_QUOTED TEXT_
7.6 Separate Agreement. City may, upon request, execute, acknowledge and
deliver to each Mortgagee, an agreement prepared at the sole cost and expense of
Owner, in form satisfactory to each Mortgagee, between City, Owner and the Mortgagees,
agreeing to all of the provisions hereof.
7.7 Form of Notice. Any Mortgagee shall be entitled to receive the notices
required to be delivered to it hereunder provided that such Mortgagee shall have delivered
to City a notice substantially in the following form:
"The undersigned, whose address is , does hereby certify that
it is the Mortgagee (as such term is defined in that certain Agreement to
Share Transient Occupancy Tax Revenue ("TOT Agreement") dated as of
, 2014 between [XXXX] and the City of La Quinta, of the parcel
of land described on Exhibit A attached hereto. In the event that any notice
shall be given of a default of Owner under the TOT Agreement, a copy
thereof shall be delivered to the undersigned who shall have the rights of a
Mortgagee to cure the same, as specified in the TOT Agreement. Failure
to deliver a copy of such notice shall in no way affect the validity of the notice
to Owner, but no such notice shall be effective as it relates to the rights of
-the undersigned under the TOT Agreement with respect to the Mortgage,
including the commencement of any cure periods applicable to the
undersigned, until actually received by the undersigned."
All notices to be provided by Mortgagee to City shall be provided in
accordance with Section 8.8 below.

_WRITTEN INSTRUCTION_
Answer these questions using the agreement text above:
(a) Under Section 7.6, who pays for preparing the separate agreement?
(b) According to the notice form, does a failure to deliver a copy of a default notice to the undersigned affect the validity of the notice to Owner?
(c) Which section governs notices that a Mortgagee gives to City?

_DATA SUPPLIED_

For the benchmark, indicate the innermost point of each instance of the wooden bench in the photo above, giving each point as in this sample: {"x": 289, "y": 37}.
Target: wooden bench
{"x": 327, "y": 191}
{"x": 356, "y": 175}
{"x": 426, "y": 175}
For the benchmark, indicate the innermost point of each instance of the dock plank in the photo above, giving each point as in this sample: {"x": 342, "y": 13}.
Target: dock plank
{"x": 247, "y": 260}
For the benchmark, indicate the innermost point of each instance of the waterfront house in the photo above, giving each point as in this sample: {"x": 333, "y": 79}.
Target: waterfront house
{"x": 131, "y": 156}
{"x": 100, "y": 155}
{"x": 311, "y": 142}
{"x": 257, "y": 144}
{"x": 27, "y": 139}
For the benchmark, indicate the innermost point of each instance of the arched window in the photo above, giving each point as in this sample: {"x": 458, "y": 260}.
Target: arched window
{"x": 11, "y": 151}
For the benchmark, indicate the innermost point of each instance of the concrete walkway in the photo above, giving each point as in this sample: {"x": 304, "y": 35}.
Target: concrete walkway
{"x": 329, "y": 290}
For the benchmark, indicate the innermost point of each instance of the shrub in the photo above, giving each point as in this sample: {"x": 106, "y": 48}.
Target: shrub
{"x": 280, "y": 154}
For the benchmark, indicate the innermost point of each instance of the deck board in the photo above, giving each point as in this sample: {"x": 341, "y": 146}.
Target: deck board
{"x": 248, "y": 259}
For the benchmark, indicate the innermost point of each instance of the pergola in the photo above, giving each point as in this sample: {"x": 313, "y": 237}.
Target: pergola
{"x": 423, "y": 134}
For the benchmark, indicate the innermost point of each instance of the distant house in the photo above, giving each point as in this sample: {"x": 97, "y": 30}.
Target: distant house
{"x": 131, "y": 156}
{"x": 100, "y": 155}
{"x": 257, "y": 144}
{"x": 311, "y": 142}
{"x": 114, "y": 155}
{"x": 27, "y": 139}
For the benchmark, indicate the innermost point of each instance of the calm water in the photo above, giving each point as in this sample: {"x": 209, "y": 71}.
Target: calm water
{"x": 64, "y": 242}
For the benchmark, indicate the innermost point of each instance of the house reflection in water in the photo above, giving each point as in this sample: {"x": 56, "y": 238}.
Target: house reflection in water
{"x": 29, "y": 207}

_REPLY_
(a) Owner, at its sole cost and expense.
(b) No. It in no way affects the validity of the notice to Owner.
(c) Section 8.8.